From the passage about the Swiss psychedelic therapy program, return the portion starting at "Gasser worked with" and ending at "was not explained.", copied word for word.

• [SELECTED PASSAGE]:
>>>>>

One of the big players in psychedelics research today — Dr. Peter Gasser, was a therapist-in-training at the time, and was able to observe some sessions that took place. Of the whole thing he said, “It was quite surprising for everyone… I think after that, no-one really knew why they got such permission. It was quite free, they could do what they wanted.”
Gasser worked with Dr. Samuel Widmer, one of the five prescribing doctors during this five years of legality. Widmer at that time was able to write prescriptions for both LSD and MDMA. It only lasted five years though, with the government shutting down the program in 1993. Subsequent to it being shut down, Dr. Gasser was charged with evaluating results of this brief experiment on behalf of the Swiss government. Why this entire experiment was done, other than as a manner of research, was not explained.
Though Gasser could report that most patients were happy, one of the failings of the program is that is was only meant for active therapists, not researchers, meaning there was no control group to compare data to. A control is a person who is not be given the drug for the sake of comparison to someone who is given it. This is something Gasser referred to as a “missed opportunity”.

<<<<<

• [DATASET]:
>>>>>

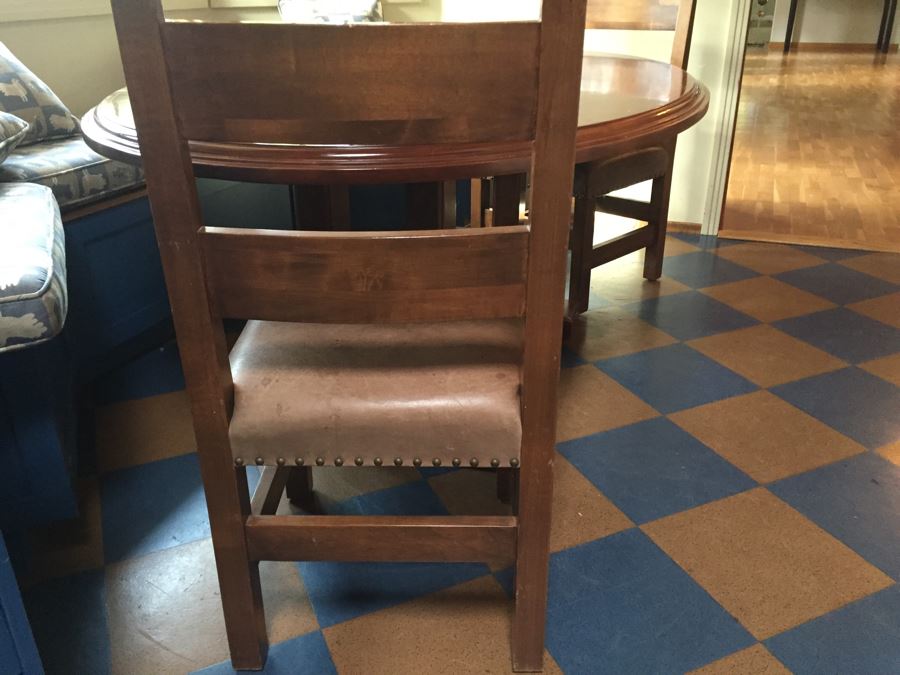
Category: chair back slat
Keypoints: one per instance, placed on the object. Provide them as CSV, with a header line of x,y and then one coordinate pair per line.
x,y
663,15
368,84
362,277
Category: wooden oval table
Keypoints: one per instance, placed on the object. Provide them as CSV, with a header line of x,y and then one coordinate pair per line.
x,y
626,104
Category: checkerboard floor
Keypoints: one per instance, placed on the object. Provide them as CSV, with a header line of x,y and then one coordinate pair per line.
x,y
727,501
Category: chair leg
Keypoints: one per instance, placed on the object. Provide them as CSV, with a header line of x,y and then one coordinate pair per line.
x,y
299,488
659,206
245,621
533,551
582,246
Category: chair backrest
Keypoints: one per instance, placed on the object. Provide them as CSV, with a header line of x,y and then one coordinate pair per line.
x,y
663,15
423,85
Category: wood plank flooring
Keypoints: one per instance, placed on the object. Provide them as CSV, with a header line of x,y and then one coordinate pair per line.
x,y
817,151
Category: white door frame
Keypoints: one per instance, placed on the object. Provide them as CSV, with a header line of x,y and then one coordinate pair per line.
x,y
728,105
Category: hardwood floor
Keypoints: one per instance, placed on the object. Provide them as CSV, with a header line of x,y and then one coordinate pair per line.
x,y
817,151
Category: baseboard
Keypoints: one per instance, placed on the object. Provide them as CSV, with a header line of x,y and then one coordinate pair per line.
x,y
837,47
805,240
678,226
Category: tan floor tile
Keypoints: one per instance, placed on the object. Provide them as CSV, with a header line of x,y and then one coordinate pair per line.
x,y
677,247
766,564
887,368
144,430
464,629
891,453
882,265
68,546
769,258
766,356
165,612
580,512
767,299
766,437
885,309
610,331
590,402
622,281
755,660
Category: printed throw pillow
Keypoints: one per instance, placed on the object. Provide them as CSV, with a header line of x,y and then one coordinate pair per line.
x,y
12,131
330,11
25,96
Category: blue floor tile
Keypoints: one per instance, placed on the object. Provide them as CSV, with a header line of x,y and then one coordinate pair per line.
x,y
620,605
343,591
837,283
862,638
844,333
675,377
856,403
690,315
653,469
702,269
155,506
304,655
857,501
69,622
156,372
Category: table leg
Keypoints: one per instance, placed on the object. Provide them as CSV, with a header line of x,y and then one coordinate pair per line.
x,y
431,205
792,17
321,207
507,194
887,26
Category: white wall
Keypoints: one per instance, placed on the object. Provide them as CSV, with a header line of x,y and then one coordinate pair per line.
x,y
79,59
831,21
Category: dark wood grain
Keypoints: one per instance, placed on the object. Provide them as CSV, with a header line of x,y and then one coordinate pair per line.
x,y
269,490
325,85
625,104
489,539
361,277
190,81
562,41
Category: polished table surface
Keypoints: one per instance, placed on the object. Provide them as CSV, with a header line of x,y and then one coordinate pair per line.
x,y
626,103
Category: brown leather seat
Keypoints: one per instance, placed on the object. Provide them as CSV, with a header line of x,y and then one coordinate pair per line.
x,y
334,393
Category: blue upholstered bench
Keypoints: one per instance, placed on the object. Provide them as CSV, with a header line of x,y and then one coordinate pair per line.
x,y
36,445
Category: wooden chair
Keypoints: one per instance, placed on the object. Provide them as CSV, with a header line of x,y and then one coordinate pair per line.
x,y
594,181
458,360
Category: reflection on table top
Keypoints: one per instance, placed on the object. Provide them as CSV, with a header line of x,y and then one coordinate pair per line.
x,y
625,102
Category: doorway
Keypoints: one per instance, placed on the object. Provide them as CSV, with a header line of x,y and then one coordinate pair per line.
x,y
816,150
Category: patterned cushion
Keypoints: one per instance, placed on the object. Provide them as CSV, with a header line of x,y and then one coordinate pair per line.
x,y
24,95
331,11
33,298
12,131
76,174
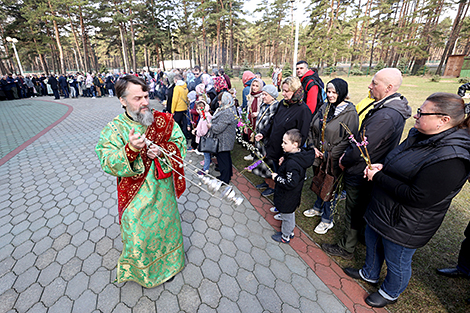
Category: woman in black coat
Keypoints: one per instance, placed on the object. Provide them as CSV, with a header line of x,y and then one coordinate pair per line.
x,y
412,191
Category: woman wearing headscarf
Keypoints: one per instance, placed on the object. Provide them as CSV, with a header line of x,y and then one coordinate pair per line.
x,y
292,113
254,103
223,126
267,110
330,140
413,190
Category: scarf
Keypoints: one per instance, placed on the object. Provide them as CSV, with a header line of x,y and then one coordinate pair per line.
x,y
297,98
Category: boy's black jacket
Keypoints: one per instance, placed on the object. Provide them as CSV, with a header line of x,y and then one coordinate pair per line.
x,y
290,179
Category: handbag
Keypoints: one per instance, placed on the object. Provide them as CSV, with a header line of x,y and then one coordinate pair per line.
x,y
208,143
323,183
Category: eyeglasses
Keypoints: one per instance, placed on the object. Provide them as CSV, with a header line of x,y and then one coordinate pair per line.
x,y
419,113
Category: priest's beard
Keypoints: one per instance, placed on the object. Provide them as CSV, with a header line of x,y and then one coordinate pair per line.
x,y
144,118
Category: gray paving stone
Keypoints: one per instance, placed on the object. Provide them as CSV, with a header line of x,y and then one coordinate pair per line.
x,y
195,256
49,273
22,249
130,293
26,279
28,298
85,303
76,286
287,293
71,268
249,303
7,300
167,302
227,306
210,293
79,238
247,281
6,282
229,287
154,293
110,259
121,308
66,254
53,291
211,270
269,300
38,308
188,299
228,265
6,265
24,263
108,299
192,275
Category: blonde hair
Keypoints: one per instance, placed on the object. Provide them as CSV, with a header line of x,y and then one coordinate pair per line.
x,y
292,82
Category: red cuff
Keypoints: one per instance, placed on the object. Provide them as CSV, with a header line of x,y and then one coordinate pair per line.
x,y
131,153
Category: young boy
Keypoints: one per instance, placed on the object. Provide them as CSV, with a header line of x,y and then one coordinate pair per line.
x,y
289,181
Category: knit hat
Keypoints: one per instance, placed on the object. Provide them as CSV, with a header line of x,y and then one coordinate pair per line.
x,y
192,96
341,87
271,90
247,75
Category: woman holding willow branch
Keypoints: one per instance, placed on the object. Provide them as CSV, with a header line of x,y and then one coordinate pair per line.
x,y
330,140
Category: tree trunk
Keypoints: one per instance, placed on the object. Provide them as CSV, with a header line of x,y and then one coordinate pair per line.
x,y
57,38
84,41
76,43
134,59
453,35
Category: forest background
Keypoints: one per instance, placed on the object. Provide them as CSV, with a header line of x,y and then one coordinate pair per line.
x,y
69,35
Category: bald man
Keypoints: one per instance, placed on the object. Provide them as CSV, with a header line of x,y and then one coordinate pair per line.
x,y
383,126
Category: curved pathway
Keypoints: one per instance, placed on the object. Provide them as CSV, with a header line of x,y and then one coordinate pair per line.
x,y
60,237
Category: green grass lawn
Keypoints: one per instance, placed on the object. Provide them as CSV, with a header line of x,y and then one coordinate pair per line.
x,y
427,292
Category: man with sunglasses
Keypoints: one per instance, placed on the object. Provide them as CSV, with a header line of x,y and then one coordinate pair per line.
x,y
383,126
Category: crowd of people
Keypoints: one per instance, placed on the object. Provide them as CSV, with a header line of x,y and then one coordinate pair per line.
x,y
396,194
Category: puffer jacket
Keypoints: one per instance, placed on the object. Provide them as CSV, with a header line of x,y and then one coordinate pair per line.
x,y
224,126
383,126
336,138
412,226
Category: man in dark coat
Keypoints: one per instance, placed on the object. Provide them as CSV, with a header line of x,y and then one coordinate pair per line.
x,y
63,85
54,86
383,127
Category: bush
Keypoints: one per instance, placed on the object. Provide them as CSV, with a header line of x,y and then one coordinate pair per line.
x,y
355,71
380,65
464,80
245,67
286,70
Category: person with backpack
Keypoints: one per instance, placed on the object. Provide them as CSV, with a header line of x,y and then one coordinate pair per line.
x,y
314,88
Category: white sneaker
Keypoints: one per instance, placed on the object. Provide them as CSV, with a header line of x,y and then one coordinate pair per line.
x,y
273,210
312,213
322,228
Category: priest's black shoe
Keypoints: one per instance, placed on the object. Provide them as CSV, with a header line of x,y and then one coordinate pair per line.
x,y
375,300
354,273
451,272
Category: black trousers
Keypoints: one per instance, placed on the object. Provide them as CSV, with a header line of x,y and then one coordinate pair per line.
x,y
224,160
464,255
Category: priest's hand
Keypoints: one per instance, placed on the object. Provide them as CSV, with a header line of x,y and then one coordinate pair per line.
x,y
153,152
136,140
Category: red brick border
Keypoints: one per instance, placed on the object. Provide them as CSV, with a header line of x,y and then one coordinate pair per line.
x,y
11,154
345,288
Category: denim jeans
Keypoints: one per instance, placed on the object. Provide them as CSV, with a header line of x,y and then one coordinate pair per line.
x,y
207,161
325,208
398,259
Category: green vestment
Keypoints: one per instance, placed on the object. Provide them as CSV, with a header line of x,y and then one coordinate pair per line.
x,y
150,224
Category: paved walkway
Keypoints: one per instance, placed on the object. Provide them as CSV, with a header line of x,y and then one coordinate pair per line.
x,y
60,237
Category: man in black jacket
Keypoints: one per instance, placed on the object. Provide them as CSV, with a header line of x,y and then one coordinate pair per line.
x,y
383,127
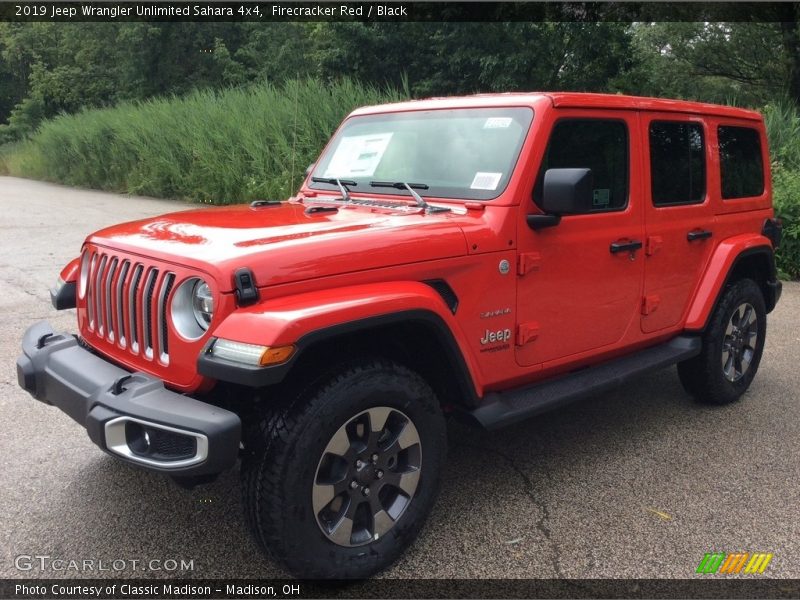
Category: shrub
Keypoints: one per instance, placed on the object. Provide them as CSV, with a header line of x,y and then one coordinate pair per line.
x,y
220,147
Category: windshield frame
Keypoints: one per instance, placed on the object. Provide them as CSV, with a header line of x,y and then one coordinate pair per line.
x,y
460,194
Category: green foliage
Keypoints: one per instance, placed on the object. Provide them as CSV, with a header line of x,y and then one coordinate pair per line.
x,y
219,147
786,195
782,119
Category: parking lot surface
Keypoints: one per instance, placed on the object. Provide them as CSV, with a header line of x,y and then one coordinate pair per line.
x,y
636,483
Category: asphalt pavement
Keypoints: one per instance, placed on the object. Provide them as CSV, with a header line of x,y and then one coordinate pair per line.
x,y
637,483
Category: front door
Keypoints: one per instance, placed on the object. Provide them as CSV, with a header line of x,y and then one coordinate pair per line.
x,y
678,215
580,282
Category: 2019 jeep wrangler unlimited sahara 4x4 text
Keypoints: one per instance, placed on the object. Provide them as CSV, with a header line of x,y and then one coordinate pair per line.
x,y
491,256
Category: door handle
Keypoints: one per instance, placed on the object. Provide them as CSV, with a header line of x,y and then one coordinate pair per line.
x,y
698,234
630,246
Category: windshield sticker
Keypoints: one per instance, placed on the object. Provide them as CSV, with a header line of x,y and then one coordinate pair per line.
x,y
358,156
485,181
601,197
497,123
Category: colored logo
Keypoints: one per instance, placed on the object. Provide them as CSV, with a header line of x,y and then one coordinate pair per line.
x,y
740,562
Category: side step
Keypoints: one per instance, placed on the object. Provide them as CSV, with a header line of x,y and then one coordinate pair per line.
x,y
504,408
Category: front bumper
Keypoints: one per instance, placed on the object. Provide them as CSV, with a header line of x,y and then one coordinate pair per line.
x,y
130,415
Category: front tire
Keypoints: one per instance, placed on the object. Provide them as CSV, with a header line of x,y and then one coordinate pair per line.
x,y
732,346
337,483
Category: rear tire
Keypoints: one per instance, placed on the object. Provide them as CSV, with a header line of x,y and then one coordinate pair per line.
x,y
732,346
337,483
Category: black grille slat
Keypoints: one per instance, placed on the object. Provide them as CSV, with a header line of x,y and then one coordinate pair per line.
x,y
147,311
133,302
120,295
90,290
108,315
127,304
98,296
163,340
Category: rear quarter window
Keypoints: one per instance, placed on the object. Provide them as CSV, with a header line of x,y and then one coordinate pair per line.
x,y
741,165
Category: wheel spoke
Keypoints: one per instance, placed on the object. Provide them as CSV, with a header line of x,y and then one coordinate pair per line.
x,y
339,444
343,531
367,476
726,354
408,436
408,482
729,329
728,367
382,523
323,493
378,417
749,317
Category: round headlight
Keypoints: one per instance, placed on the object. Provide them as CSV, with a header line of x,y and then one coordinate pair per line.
x,y
192,308
202,303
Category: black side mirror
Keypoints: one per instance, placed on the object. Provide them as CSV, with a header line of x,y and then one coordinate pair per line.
x,y
564,192
567,191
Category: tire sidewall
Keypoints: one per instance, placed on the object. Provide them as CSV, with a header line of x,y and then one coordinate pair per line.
x,y
741,292
332,407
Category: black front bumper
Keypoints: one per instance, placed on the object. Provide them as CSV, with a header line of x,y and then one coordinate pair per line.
x,y
118,408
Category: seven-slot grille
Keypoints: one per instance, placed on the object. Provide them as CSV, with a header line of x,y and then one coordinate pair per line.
x,y
126,304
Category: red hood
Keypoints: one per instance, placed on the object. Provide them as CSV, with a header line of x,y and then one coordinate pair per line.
x,y
283,244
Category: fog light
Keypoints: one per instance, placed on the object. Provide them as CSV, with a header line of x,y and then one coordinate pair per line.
x,y
251,354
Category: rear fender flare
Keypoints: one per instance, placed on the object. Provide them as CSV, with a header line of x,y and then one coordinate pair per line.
x,y
718,271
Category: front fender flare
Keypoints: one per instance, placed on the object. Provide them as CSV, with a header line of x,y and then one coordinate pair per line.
x,y
306,319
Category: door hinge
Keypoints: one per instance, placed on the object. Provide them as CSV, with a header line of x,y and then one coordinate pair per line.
x,y
527,262
653,245
527,332
650,303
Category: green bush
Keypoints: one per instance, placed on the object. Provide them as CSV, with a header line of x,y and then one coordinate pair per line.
x,y
782,120
219,147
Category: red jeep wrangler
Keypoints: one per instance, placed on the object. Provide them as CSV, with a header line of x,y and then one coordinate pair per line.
x,y
492,256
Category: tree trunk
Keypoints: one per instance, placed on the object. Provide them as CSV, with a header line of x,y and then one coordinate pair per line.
x,y
790,37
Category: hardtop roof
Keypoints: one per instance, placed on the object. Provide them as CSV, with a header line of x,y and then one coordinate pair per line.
x,y
566,100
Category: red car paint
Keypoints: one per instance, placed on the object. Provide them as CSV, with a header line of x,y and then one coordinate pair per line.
x,y
564,302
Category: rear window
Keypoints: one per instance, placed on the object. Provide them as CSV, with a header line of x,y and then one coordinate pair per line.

<<<<<

• [WRITTEN RESPONSE]:
Gasser worked with Dr. Samuel Widmer, one of the five prescribing doctors during this five years of legality. Widmer at that time was able to write prescriptions for both LSD and MDMA. It only lasted five years though, with the government shutting down the program in 1993. Subsequent to it being shut down, Dr. Gasser was charged with evaluating results of this brief experiment on behalf of the Swiss government. Why this entire experiment was done, other than as a manner of research, was not explained.